**EXCERPT:**

# KDAB's Software Development Best Practices:

by David Faure | Managing Director KDAB France

# Desktop Development

The software engineering community has learned hard lessons over time about the best way to build software. Following tried-and-true practices provides a huge number of benefits: more resilient software, faster release schedules, higher quality products, more effective teamwork, and happier developers.

While desktop development shares a lot of best practices with other types of software, a few things make it stand apart. Development of an application that sits on a user's desktop, no matter what that consists of, requires a flexible design. Desktop applications are bigger than programs for embedded and IoT and they demand an architecture more complex than server or cloud apps with their tightly controlled environments. Here are some of our best practices for building these complex desktop applications.

# 1. Cross-platform

# 1.1. Multiplatform Builds

Targeting multiple operating systems is much more common in the desktop realm than in the embedded space. And even though it adds to your server build times, you should always build all platforms in your CI workflow. It's easy to introduce changes that work fine on your development OS but break on a different OS, forcing other platform developers to fix your bugs. Ideally, your CI system would build each platform as part of the pre-commit checks so developers can commit code that works consistently.

**RECORD LIST:**

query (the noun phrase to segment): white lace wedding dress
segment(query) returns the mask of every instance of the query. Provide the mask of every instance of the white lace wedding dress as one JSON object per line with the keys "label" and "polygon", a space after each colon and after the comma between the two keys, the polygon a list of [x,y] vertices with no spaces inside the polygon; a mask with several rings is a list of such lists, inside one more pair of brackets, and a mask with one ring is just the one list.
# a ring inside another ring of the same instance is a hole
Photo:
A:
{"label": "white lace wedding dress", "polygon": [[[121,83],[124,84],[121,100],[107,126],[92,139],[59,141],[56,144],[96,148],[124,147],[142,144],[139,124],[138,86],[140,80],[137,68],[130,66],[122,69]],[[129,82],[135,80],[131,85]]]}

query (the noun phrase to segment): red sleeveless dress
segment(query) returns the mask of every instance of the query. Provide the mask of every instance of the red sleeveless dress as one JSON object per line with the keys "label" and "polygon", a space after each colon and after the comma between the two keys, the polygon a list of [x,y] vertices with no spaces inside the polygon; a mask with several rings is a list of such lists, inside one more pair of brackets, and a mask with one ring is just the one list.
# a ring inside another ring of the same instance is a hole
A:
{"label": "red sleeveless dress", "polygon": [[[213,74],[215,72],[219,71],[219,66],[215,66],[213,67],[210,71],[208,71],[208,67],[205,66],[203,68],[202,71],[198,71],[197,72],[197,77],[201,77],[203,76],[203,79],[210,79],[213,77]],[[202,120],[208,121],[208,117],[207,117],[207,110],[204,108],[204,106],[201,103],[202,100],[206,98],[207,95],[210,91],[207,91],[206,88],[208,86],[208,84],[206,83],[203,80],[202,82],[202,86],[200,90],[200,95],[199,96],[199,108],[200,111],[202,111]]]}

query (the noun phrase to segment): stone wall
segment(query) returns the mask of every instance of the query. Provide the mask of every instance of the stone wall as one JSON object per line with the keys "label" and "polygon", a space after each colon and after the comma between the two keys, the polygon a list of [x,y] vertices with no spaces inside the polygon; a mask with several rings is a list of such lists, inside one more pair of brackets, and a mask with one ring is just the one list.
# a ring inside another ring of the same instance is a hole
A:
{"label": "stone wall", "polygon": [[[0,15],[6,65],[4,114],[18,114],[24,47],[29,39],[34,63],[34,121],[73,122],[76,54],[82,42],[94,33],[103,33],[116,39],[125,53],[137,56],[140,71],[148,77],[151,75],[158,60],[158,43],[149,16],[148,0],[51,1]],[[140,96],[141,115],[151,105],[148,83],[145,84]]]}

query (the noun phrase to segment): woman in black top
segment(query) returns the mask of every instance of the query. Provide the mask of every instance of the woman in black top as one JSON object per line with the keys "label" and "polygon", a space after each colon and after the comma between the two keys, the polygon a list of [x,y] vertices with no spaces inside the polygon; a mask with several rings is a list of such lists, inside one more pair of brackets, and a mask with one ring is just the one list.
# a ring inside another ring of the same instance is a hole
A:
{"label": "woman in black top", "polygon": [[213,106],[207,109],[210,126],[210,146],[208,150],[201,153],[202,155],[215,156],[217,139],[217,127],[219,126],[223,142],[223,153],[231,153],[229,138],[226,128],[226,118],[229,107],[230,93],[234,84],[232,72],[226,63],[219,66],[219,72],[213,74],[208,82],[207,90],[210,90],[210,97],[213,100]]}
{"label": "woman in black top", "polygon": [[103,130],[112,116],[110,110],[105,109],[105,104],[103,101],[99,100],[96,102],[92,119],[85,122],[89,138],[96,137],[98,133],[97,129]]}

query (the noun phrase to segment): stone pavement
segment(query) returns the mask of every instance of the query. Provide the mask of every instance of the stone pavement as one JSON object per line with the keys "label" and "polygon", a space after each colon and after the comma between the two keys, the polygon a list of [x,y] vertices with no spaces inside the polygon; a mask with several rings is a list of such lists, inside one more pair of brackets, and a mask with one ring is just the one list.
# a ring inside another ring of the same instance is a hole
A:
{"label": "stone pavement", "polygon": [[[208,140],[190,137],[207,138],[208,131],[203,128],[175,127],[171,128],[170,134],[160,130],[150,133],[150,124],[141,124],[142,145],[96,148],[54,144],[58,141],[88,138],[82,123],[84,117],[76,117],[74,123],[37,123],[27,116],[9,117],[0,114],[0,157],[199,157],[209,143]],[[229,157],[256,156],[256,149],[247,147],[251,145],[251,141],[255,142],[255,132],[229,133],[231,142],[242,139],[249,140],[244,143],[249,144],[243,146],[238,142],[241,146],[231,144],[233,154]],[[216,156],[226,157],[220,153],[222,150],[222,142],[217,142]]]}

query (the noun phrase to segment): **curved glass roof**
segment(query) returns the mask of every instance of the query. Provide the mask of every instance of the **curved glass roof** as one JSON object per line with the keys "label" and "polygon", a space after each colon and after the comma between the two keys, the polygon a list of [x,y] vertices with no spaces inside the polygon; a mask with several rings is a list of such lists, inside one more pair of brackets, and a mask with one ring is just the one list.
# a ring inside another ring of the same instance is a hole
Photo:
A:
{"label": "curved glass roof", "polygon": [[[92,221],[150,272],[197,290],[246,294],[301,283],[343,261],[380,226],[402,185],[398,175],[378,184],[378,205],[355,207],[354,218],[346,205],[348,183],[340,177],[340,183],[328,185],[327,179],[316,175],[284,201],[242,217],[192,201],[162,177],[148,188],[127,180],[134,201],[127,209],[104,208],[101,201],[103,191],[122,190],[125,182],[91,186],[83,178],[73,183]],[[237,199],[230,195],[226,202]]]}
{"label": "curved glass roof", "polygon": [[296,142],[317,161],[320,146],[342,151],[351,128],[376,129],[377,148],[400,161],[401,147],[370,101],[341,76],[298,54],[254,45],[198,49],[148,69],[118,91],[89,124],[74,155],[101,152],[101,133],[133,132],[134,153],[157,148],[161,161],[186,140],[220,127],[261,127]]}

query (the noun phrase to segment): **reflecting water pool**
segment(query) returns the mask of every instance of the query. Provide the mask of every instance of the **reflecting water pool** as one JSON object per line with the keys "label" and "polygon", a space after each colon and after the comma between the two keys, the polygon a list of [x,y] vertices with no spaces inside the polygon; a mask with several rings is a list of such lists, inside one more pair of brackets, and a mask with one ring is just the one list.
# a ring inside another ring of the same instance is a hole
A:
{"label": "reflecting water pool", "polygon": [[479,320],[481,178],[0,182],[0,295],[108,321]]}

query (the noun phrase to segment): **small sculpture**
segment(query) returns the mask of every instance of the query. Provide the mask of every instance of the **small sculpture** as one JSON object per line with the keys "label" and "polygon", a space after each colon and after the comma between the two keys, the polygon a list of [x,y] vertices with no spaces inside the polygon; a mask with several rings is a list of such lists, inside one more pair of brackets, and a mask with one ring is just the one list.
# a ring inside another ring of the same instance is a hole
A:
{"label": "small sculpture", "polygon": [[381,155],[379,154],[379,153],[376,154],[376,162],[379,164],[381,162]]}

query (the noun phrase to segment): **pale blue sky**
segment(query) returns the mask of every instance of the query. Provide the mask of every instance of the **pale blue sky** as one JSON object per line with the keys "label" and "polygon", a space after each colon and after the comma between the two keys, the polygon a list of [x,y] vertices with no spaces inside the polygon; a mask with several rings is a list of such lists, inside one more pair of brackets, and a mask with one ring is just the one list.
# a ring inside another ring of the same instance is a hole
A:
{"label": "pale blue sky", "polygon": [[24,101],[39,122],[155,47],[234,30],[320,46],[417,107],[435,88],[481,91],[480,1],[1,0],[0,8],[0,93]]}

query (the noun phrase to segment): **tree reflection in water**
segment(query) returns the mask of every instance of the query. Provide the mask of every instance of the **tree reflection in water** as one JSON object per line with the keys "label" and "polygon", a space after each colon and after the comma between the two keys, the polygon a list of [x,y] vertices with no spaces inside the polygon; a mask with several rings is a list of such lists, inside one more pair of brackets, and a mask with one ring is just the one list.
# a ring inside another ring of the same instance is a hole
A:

**BRIEF 1:**
List each line of the records that contains the word "small".
**BRIEF 2:**
Go on with the article on desktop software development best practices, starting after its last sentence.

**REPLY 1:**
query (the noun phrase to segment): **small sculpture**
segment(query) returns the mask of every instance of the query. Provide the mask of every instance of the **small sculpture** as one JSON object per line with the keys "label" and "polygon", a space after each colon and after the comma between the two keys, the polygon a list of [x,y] vertices with no spaces inside the polygon; a mask with several rings is a list of such lists, inside one more pair of brackets, and a mask with one ring is just the one list.
{"label": "small sculpture", "polygon": [[381,155],[379,154],[379,153],[376,154],[376,162],[379,164],[381,162]]}

**REPLY 2:**
Another reason to build on all platforms is that you benefit from behavioral differences of each platform's compilers. Compiling your code with all platform-specific compilers forces you to write standards-compliant code and ensures that you get a diversity of warnings. Different compilers are better at detecting different types of errors, so ensuring that you have no warnings on any compiler helps improve code quality.

# 1.2. Adding Linux

Desktop applications generally need to be built for Windows and Mac OSX. But even if you don't intend to support Linux users, it's a good idea to** build your project under Linux **too. Not only because of additional compiler code validation and warnings as mentioned above, but because a large number of developers live in the Linux world. Including this OS in your build means any Linux developers on your team may be more proficient and productive, especially if they are able to use many of the open-source debugging and profiling tools that Linux has available.

In fact, regardless of developer skillsets and tool availability, the best idea is to always build on all three main platforms if possible. That gives your team the widest available suite of static analyzers, runtime memory checkers, optimizers, debugging tools, and compiler options to bring to bear on making a great product, not to mention making it available to the widest number of users.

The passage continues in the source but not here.